(Task data Opens)
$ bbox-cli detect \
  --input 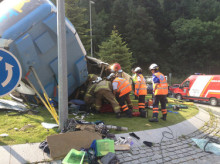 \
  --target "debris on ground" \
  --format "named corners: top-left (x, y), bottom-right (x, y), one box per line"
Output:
top-left (0, 99), bottom-right (28, 112)
top-left (192, 138), bottom-right (220, 155)
top-left (0, 133), bottom-right (9, 137)
top-left (19, 124), bottom-right (35, 131)
top-left (41, 122), bottom-right (59, 129)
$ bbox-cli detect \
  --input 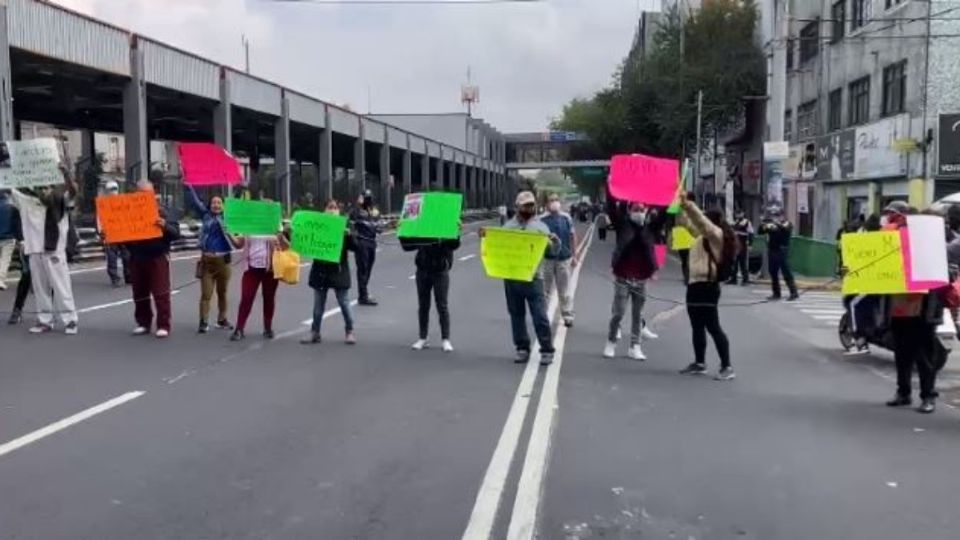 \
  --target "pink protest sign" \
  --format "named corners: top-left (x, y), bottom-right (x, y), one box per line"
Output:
top-left (178, 143), bottom-right (243, 186)
top-left (654, 244), bottom-right (667, 269)
top-left (900, 218), bottom-right (949, 292)
top-left (608, 154), bottom-right (680, 206)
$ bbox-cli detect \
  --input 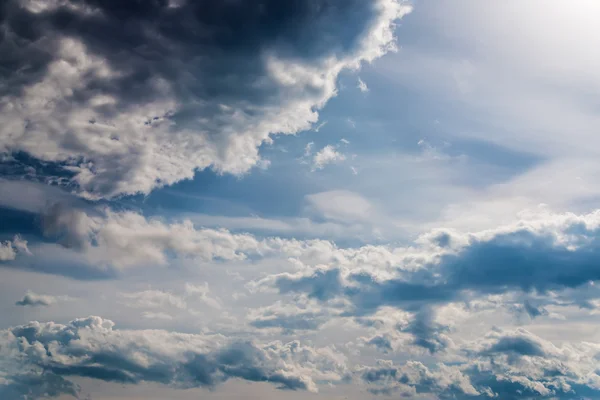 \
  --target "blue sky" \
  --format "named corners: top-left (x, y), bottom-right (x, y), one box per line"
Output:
top-left (3, 1), bottom-right (600, 399)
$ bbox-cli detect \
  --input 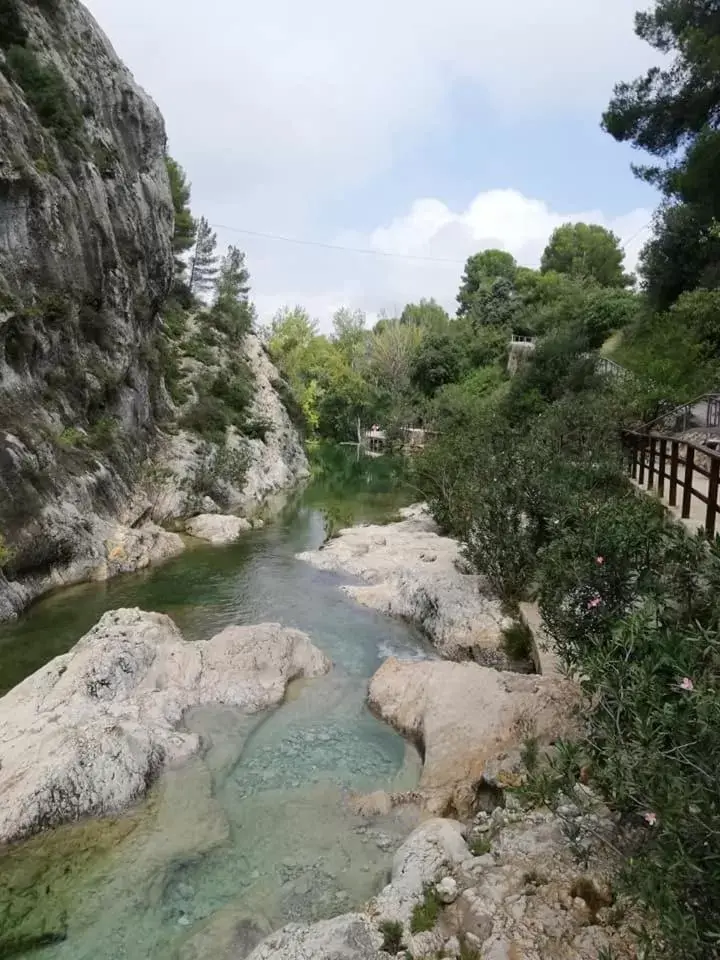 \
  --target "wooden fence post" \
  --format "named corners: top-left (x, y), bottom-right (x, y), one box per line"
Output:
top-left (681, 445), bottom-right (695, 519)
top-left (638, 436), bottom-right (647, 486)
top-left (647, 437), bottom-right (656, 490)
top-left (657, 438), bottom-right (667, 497)
top-left (706, 457), bottom-right (719, 539)
top-left (669, 440), bottom-right (679, 507)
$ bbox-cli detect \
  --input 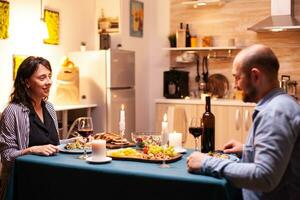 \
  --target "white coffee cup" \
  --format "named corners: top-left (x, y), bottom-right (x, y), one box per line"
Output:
top-left (92, 139), bottom-right (106, 161)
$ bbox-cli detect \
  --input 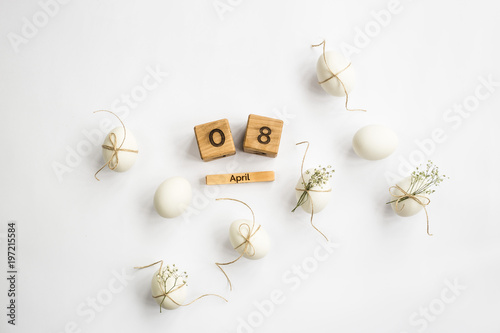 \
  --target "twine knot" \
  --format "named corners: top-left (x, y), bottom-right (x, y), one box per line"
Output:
top-left (233, 222), bottom-right (261, 257)
top-left (93, 110), bottom-right (138, 181)
top-left (101, 132), bottom-right (138, 170)
top-left (389, 185), bottom-right (433, 236)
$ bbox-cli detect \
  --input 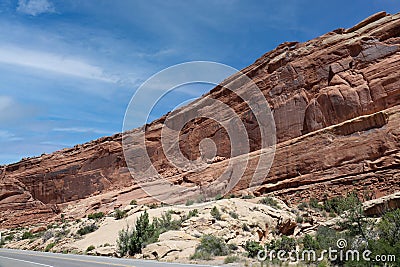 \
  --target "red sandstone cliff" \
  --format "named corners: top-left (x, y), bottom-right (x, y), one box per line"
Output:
top-left (1, 12), bottom-right (399, 227)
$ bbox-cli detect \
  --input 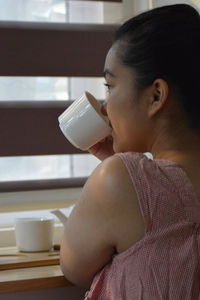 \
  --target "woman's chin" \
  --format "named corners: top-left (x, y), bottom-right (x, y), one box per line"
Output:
top-left (112, 142), bottom-right (118, 153)
top-left (113, 142), bottom-right (136, 154)
top-left (112, 137), bottom-right (129, 153)
top-left (113, 141), bottom-right (123, 153)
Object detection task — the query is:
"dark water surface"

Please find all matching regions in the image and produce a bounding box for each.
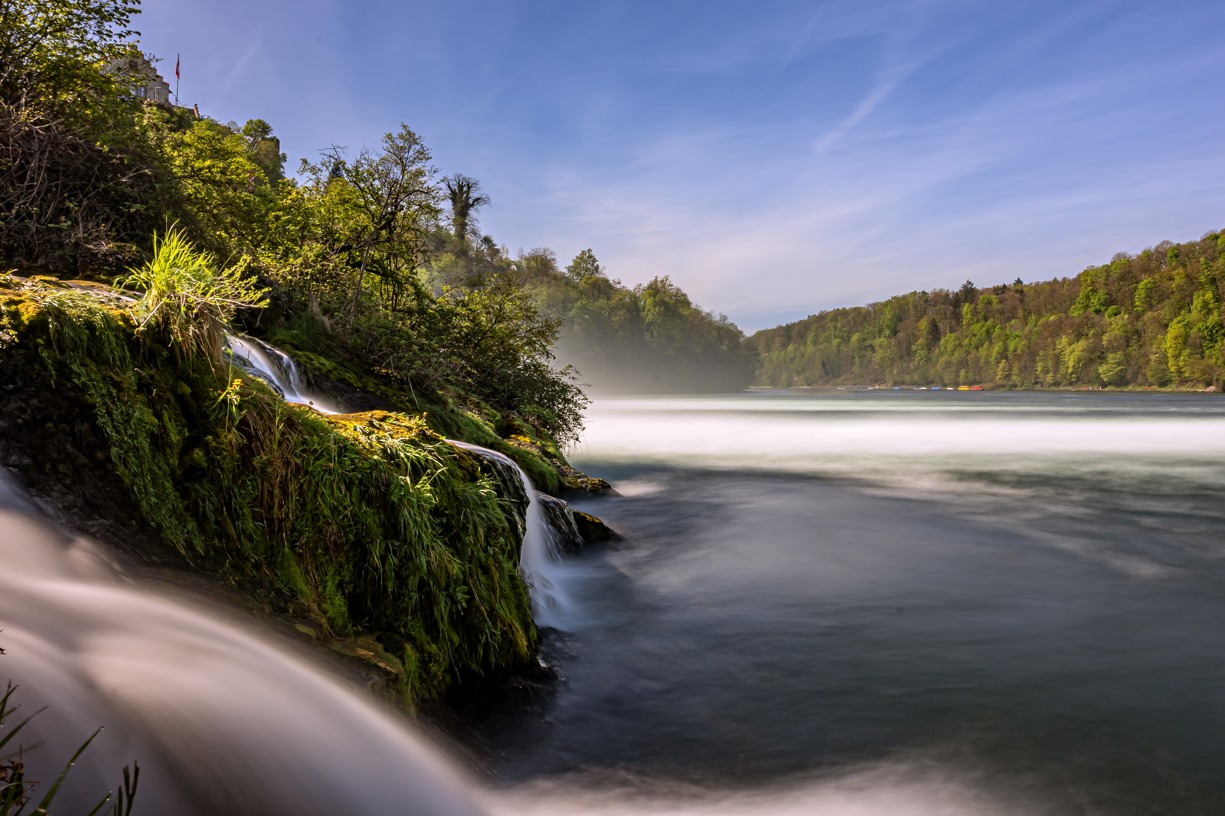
[481,391,1225,815]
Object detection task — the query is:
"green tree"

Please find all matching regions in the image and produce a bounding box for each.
[442,173,489,250]
[302,124,439,322]
[147,115,283,256]
[241,118,286,182]
[565,248,603,282]
[0,0,139,114]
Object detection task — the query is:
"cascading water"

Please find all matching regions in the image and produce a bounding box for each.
[0,469,1046,816]
[10,384,1172,815]
[0,471,489,816]
[447,441,573,629]
[223,334,345,415]
[221,336,574,625]
[0,336,580,814]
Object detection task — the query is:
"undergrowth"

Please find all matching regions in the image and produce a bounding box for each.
[117,228,266,367]
[0,280,536,701]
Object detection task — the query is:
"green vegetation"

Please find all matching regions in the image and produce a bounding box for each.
[751,232,1225,390]
[1,0,592,449]
[1,667,139,816]
[511,248,757,394]
[119,226,266,366]
[0,277,537,701]
[1,0,753,450]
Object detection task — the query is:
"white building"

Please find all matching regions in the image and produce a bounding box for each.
[105,54,172,105]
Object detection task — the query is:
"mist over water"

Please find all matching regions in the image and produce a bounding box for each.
[477,390,1225,815]
[575,390,1225,480]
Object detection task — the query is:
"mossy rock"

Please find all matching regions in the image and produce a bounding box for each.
[572,510,622,545]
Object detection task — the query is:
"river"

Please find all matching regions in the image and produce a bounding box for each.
[5,388,1225,815]
[480,390,1225,815]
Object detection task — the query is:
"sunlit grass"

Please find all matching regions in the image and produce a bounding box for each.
[118,227,266,366]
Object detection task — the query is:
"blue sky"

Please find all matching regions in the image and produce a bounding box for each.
[137,0,1225,331]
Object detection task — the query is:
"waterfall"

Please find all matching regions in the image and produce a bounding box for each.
[223,334,345,415]
[0,464,1039,816]
[0,471,489,816]
[218,336,573,624]
[0,335,578,815]
[447,441,572,629]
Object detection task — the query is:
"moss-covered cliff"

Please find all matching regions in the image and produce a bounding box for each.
[0,274,541,704]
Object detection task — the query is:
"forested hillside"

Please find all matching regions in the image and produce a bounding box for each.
[511,249,755,394]
[751,231,1225,390]
[428,236,755,394]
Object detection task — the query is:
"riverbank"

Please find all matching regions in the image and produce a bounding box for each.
[0,274,605,706]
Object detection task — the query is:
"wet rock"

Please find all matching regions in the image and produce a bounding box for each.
[572,509,622,546]
[535,492,583,554]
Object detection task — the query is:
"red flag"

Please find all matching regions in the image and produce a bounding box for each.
[175,54,180,80]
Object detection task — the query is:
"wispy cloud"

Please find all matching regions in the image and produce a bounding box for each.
[811,49,918,154]
[215,35,263,109]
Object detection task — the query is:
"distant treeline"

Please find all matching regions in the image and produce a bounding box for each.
[750,231,1225,390]
[505,248,756,394]
[435,246,756,395]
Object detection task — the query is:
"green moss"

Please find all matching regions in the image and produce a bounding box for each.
[19,288,203,553]
[0,280,538,702]
[492,437,561,495]
[266,333,585,496]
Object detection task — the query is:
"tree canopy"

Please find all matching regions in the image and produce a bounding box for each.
[751,232,1225,391]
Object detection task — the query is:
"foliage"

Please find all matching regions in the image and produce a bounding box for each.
[140,111,287,258]
[118,226,266,366]
[429,279,587,444]
[751,231,1225,390]
[297,125,440,322]
[1,677,138,816]
[0,0,751,460]
[515,248,756,394]
[0,101,170,269]
[0,2,162,269]
[0,0,139,116]
[564,248,602,281]
[0,282,538,700]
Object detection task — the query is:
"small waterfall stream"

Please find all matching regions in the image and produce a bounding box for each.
[224,334,345,415]
[447,441,573,629]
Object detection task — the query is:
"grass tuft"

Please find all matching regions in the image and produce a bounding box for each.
[117,227,266,367]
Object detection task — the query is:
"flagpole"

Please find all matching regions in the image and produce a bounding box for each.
[175,53,180,105]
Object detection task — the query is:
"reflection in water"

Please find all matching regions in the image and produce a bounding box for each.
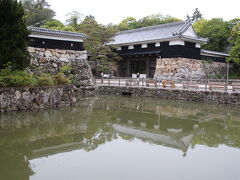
(Task data Closes)
* Task *
Whenever the word "white" shows up in a line of the entries above, copy that line.

* Task response *
  --target "white coffee cup" \
"white building"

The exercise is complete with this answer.